> **DESCRIPTION OF THE TASK**: Lay out, as a numbered list, only the lines of the records from the one containing "the image below." through the one containing "xmin=0 ymin=109 xmax=250 ymax=186", both included. Skip any blank lines.

> **LISTING**:
start

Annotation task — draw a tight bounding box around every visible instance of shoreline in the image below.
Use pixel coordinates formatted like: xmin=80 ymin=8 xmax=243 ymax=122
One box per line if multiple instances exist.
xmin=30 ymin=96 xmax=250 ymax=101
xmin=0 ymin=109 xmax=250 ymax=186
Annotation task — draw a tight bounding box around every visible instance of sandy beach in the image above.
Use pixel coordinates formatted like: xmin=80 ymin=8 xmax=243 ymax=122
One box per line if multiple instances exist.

end
start

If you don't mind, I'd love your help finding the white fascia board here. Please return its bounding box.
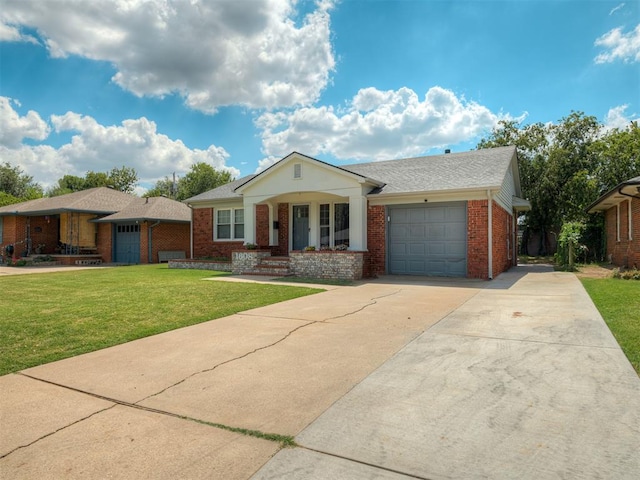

end

> **ANSWER TO THIS PROBLEM**:
1. Annotation task — draw a tight bounding box around every visible instance of shoreline in the image below.
2. Use pixel coordinates formatted like: xmin=80 ymin=8 xmax=243 ymax=122
3. One box per line if multiple instances exist.
4. xmin=30 ymin=96 xmax=250 ymax=101
5. xmin=0 ymin=109 xmax=250 ymax=186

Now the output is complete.